What the task asks: Gather each line of the records where "below" appears.

Available records:
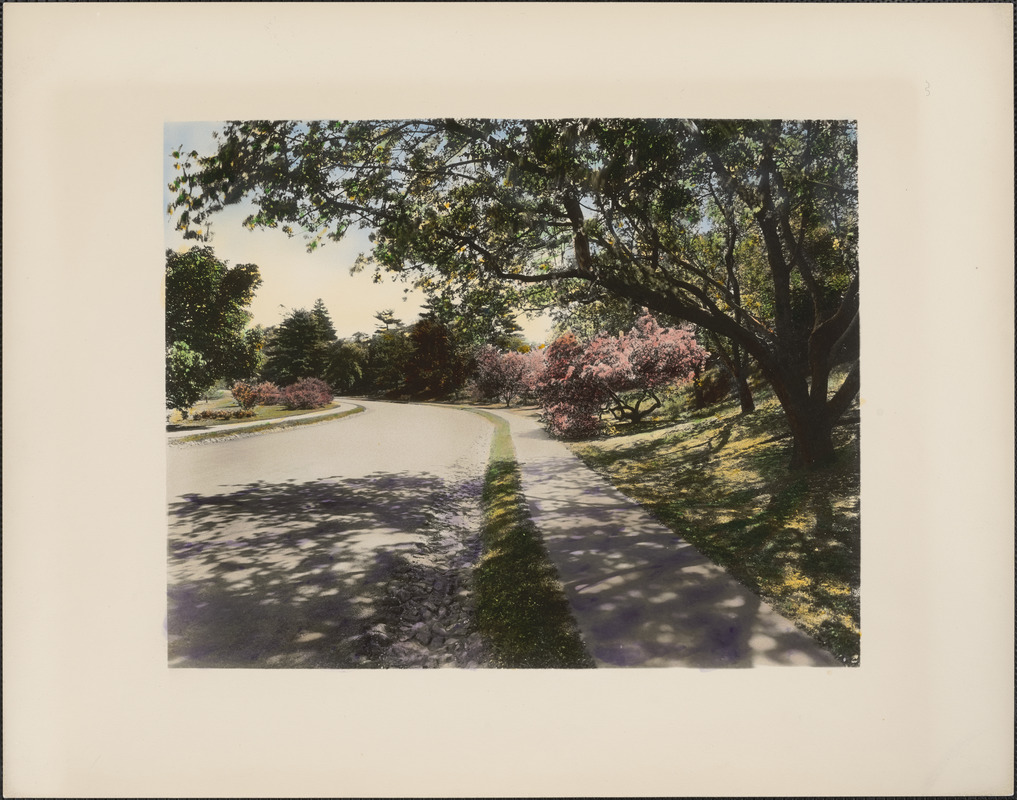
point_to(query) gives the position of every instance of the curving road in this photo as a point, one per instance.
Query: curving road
(342, 545)
(351, 544)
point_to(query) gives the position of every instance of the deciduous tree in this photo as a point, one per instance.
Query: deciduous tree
(606, 207)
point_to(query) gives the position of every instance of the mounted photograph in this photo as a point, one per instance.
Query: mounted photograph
(513, 393)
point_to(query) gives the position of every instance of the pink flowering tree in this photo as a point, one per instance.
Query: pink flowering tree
(623, 375)
(570, 398)
(506, 375)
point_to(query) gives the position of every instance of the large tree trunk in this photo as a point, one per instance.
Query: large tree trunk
(812, 417)
(744, 393)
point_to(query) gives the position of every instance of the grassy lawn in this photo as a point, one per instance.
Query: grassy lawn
(721, 481)
(522, 610)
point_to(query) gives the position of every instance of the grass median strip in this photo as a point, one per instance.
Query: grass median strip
(522, 610)
(228, 432)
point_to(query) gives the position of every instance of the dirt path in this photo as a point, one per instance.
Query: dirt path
(642, 596)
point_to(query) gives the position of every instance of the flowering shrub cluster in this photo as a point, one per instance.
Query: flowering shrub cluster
(570, 400)
(248, 395)
(618, 374)
(225, 414)
(307, 393)
(506, 375)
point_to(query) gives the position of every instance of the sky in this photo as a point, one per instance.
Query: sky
(292, 278)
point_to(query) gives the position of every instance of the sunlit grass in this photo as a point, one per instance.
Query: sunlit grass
(276, 426)
(722, 482)
(522, 610)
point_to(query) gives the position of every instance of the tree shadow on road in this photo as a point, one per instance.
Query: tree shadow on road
(643, 595)
(292, 574)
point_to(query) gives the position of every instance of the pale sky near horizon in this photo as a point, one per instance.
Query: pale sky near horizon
(292, 278)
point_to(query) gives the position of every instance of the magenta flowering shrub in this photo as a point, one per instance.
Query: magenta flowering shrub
(570, 401)
(307, 393)
(267, 393)
(506, 375)
(622, 375)
(224, 414)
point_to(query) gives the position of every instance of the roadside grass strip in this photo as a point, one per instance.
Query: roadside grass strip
(228, 433)
(522, 610)
(721, 482)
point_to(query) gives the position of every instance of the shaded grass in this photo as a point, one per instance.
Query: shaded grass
(722, 482)
(522, 610)
(230, 433)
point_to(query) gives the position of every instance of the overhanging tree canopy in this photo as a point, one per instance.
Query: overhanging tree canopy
(745, 229)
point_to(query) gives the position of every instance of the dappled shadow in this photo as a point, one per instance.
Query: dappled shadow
(792, 537)
(641, 594)
(292, 574)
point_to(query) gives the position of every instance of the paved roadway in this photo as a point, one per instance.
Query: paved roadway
(350, 544)
(286, 547)
(642, 596)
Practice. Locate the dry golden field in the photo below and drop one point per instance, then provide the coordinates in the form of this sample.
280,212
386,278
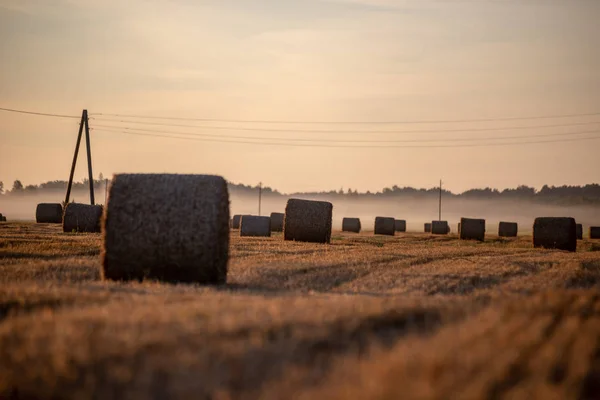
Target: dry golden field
410,316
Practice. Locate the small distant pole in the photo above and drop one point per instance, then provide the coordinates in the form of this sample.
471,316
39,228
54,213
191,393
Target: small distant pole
440,211
259,196
105,191
83,126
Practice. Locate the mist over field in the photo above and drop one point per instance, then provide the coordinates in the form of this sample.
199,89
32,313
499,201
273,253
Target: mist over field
418,211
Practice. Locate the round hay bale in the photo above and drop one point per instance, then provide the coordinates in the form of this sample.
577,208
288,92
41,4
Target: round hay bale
472,229
82,218
277,222
351,225
252,225
400,225
49,213
307,221
235,221
385,226
508,229
555,233
440,227
168,227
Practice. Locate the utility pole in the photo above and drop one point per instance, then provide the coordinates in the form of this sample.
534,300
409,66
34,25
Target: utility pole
105,192
83,124
259,196
440,210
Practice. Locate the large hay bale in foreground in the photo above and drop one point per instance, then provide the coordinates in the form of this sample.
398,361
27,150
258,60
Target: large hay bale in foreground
167,227
440,227
555,233
235,221
49,213
400,225
579,228
307,221
277,222
385,226
472,229
508,229
82,218
252,225
351,225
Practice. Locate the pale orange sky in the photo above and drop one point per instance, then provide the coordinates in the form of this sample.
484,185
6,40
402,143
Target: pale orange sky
304,60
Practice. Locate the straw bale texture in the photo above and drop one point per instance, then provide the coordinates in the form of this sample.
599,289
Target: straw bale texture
351,225
555,233
385,226
252,225
400,225
472,229
50,213
579,228
235,222
440,227
167,227
508,229
307,221
277,222
82,218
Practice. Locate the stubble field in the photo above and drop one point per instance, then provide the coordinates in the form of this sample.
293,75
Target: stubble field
410,316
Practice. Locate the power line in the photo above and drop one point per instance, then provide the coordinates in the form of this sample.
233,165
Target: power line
39,113
207,135
348,146
556,116
230,128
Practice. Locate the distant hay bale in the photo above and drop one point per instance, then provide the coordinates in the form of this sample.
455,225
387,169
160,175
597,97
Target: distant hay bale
166,227
253,225
307,221
579,231
351,225
440,227
508,229
235,221
277,222
49,213
555,233
472,229
385,226
82,218
400,225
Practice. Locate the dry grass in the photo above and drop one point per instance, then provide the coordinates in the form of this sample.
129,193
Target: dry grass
410,316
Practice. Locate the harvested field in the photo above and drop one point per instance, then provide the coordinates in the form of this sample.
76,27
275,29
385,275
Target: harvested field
411,316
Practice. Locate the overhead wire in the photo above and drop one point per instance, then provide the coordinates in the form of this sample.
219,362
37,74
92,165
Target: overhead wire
207,135
286,130
362,146
267,121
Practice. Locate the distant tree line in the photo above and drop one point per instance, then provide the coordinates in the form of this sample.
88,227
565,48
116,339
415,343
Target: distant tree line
565,195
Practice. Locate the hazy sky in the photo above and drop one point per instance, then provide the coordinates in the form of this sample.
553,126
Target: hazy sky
304,60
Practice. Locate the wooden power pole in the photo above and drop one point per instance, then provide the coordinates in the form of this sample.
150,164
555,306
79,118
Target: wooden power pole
259,196
84,124
440,208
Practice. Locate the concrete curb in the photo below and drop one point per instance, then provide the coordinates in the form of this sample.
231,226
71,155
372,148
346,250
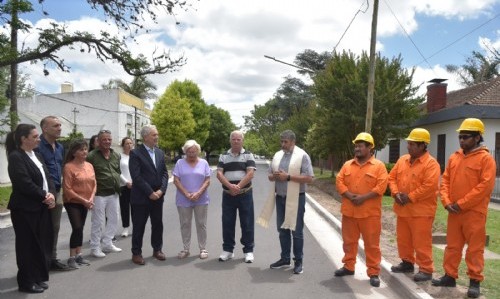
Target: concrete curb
405,286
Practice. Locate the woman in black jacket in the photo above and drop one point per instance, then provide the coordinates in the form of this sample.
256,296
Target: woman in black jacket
32,197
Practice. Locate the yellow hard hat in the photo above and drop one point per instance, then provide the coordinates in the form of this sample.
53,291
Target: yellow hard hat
363,136
419,135
472,124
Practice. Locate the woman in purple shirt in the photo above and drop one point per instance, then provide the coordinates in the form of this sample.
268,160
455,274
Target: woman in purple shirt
192,178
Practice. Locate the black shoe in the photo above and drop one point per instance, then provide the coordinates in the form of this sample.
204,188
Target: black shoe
444,281
297,268
403,267
343,272
280,264
32,289
421,276
474,290
43,285
374,281
56,265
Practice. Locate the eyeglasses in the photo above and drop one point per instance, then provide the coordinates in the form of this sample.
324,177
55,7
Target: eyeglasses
465,136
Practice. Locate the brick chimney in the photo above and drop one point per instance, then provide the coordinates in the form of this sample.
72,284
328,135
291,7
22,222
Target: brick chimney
436,95
66,87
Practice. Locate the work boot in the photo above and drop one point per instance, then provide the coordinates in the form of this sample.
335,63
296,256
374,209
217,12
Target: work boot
374,281
403,267
422,276
474,290
343,272
444,281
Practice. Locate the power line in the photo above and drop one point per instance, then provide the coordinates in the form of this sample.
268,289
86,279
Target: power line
463,36
406,33
350,23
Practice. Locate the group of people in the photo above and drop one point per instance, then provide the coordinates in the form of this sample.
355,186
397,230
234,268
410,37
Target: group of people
136,181
465,190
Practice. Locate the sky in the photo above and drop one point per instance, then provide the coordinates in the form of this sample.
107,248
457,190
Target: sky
224,42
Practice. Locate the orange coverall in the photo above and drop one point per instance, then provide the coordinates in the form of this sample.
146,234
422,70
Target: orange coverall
365,219
420,181
468,181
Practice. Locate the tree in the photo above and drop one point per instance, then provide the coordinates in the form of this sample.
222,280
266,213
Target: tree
124,14
24,90
477,68
190,91
140,86
221,127
290,108
173,117
341,94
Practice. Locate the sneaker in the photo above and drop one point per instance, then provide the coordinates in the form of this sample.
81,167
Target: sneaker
56,265
111,248
97,252
81,261
444,281
281,263
249,257
343,272
403,267
421,276
474,289
374,281
297,268
72,263
225,255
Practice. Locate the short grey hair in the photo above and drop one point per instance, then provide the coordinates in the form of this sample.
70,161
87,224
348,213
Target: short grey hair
189,144
287,134
146,130
237,132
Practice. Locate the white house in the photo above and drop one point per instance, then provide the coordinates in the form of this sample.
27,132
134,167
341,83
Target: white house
444,114
86,111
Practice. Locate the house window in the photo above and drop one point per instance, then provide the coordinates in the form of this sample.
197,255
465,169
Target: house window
497,152
441,156
394,147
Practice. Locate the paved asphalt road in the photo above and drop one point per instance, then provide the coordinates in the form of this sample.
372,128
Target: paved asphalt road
115,276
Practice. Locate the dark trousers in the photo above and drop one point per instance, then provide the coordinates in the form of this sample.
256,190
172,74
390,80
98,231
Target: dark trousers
241,204
33,245
140,214
77,214
286,234
125,206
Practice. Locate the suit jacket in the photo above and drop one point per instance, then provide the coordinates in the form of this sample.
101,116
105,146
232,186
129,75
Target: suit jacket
146,177
27,182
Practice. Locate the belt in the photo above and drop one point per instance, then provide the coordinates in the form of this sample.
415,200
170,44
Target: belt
284,196
242,191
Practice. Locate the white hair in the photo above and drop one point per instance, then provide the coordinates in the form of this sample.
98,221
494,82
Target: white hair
189,144
146,130
237,132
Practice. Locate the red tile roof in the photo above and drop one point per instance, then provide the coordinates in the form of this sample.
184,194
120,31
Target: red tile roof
486,93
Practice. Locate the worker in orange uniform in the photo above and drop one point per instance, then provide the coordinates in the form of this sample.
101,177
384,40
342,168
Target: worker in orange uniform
414,183
362,181
466,188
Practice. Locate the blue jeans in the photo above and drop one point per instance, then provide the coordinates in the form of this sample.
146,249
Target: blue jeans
242,203
286,234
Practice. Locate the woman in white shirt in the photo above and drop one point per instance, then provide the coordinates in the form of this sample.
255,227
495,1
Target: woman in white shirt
126,184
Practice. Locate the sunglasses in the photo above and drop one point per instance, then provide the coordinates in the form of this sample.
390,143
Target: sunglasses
465,136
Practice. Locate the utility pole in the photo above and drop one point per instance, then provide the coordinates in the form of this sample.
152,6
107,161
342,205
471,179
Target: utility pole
371,75
74,119
135,124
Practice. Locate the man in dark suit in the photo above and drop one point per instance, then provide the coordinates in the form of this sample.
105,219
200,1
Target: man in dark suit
150,176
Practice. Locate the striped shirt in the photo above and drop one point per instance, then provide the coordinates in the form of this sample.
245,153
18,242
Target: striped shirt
234,167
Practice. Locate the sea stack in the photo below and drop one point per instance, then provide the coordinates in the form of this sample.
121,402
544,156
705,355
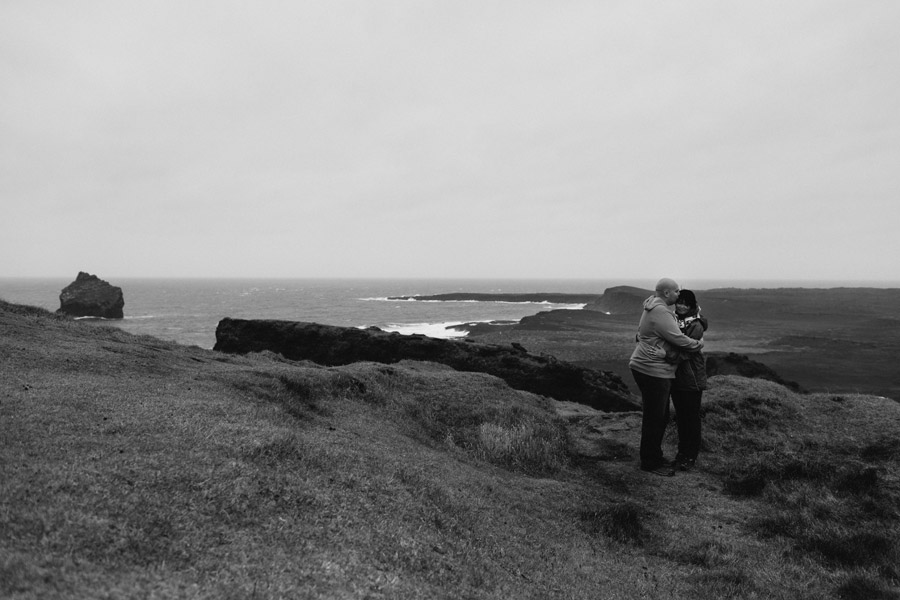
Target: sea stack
90,296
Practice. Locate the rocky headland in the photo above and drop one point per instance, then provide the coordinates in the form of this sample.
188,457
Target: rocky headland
520,369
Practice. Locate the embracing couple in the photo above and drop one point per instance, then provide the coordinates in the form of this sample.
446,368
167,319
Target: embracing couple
667,361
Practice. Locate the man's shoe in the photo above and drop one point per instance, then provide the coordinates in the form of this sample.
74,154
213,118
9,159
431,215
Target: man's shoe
664,469
686,464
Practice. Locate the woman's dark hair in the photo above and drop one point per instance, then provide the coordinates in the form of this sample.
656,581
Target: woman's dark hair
687,297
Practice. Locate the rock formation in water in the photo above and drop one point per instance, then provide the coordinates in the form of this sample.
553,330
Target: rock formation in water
90,296
329,345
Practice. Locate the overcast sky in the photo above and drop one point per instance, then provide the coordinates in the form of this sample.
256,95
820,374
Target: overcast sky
598,139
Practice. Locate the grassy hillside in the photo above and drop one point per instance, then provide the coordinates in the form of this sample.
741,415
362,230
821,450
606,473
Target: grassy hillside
133,467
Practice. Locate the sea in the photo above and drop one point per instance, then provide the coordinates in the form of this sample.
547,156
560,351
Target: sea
187,311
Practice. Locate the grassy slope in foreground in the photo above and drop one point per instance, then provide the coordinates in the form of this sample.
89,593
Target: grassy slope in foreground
133,467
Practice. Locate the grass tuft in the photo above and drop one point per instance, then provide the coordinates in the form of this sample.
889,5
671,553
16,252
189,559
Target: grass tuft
528,447
860,587
621,522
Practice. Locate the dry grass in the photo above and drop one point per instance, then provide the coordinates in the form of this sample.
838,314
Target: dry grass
133,467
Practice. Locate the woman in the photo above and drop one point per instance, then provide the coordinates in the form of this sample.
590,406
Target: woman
690,381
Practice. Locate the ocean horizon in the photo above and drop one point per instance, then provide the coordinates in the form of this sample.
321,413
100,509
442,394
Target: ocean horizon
187,310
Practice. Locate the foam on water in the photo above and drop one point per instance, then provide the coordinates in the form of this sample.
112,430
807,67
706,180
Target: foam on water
435,330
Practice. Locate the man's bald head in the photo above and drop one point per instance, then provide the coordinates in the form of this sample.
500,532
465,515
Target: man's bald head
667,289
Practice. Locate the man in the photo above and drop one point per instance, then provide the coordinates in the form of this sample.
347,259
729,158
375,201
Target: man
653,374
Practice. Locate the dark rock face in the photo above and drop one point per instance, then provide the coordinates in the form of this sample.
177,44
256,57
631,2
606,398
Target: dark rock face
90,296
329,345
739,364
619,300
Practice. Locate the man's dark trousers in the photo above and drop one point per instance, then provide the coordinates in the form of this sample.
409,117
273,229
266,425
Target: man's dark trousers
655,398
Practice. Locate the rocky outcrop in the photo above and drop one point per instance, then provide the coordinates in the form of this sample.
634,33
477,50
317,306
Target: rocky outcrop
329,345
90,296
538,297
739,364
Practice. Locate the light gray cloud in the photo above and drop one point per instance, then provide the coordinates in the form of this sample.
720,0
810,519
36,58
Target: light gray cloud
497,139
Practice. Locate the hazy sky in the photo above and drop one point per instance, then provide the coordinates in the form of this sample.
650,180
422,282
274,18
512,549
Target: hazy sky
598,139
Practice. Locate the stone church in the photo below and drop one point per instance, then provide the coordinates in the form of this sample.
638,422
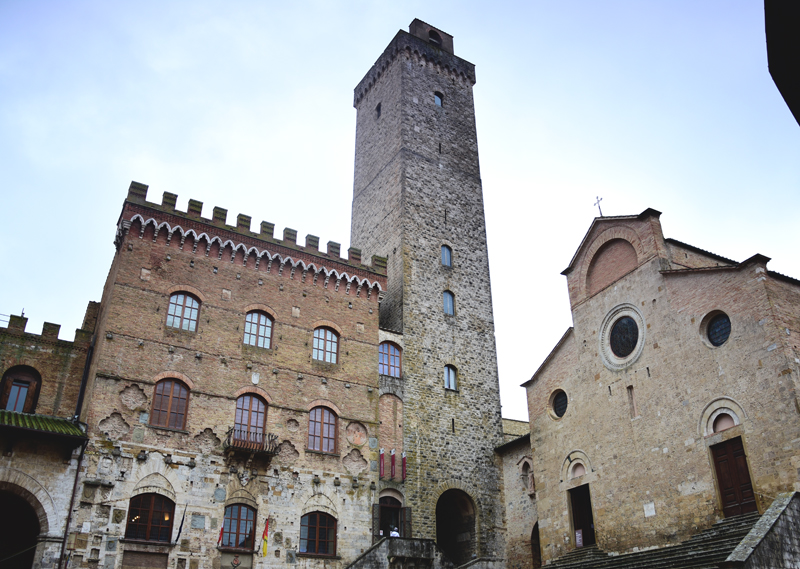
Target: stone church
239,398
669,405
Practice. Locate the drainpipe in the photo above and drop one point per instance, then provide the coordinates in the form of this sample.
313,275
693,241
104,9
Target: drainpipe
75,417
71,504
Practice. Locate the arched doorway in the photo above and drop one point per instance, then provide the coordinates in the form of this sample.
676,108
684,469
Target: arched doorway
536,547
18,532
455,526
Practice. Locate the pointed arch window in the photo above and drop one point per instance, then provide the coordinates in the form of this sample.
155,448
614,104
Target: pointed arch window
239,530
389,360
449,303
322,430
170,403
318,534
150,518
251,416
258,329
326,345
183,312
19,389
450,377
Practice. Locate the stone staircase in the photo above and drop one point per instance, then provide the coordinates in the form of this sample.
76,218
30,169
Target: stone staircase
706,550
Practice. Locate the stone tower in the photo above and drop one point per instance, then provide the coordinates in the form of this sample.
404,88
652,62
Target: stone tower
417,191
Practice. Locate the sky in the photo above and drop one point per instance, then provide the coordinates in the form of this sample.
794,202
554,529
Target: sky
248,106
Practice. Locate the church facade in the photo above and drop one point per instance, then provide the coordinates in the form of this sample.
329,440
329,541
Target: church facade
672,401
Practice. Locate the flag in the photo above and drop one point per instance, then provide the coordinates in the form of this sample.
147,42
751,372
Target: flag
264,538
180,528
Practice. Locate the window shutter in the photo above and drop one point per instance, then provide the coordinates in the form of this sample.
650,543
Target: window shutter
376,522
405,522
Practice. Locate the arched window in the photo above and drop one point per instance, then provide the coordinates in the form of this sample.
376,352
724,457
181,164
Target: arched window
447,256
183,312
326,345
170,403
322,430
449,303
258,330
389,360
251,415
150,518
450,376
19,390
240,527
318,534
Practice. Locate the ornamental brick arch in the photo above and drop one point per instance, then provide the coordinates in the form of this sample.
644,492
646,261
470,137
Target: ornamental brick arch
457,521
619,241
29,489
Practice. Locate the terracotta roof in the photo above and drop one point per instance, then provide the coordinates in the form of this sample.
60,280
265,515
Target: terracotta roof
41,423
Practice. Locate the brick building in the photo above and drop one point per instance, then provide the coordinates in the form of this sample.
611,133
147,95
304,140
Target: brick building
41,390
672,401
243,385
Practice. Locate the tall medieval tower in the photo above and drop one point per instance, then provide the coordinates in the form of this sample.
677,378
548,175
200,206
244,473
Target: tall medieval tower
417,200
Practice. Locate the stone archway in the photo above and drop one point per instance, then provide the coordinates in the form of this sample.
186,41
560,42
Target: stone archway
19,530
455,526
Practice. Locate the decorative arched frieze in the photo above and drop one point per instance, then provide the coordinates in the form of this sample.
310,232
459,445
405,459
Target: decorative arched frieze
187,288
242,496
156,478
324,403
28,488
174,375
255,391
262,308
319,501
714,409
618,232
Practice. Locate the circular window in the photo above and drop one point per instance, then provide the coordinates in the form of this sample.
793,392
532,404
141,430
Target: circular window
621,337
719,329
624,336
558,404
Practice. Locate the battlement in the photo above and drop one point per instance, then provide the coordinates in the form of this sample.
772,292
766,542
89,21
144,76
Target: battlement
240,235
17,324
420,43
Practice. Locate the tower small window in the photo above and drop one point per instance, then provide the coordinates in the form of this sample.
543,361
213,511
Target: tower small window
447,256
326,345
389,360
450,377
449,301
183,311
258,330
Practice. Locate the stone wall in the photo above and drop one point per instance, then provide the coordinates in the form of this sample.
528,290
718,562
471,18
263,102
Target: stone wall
643,427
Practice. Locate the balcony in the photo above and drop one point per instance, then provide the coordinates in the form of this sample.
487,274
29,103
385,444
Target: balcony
245,441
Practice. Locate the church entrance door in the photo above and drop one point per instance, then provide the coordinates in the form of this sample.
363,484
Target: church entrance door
733,478
455,526
19,528
582,519
536,547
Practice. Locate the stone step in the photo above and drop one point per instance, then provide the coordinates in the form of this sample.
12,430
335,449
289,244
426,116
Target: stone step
702,551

Solution to the exercise:
Practice. Locate the dry golden field in the photo below and drop one point per instance, then provide the coordinates in the form of this sample.
Practice. Locate the concrete curb in the photo below and drop one point per instance, then provide the coordinates in the form of this sample.
Practice. Locate the sea stack in the photo below and drop one point per instance, then provide the coordinates in the form of this sample.
Practice. Locate the stone church in the photo below and drop one point per instance, then provide the coordinates in the form of this sample.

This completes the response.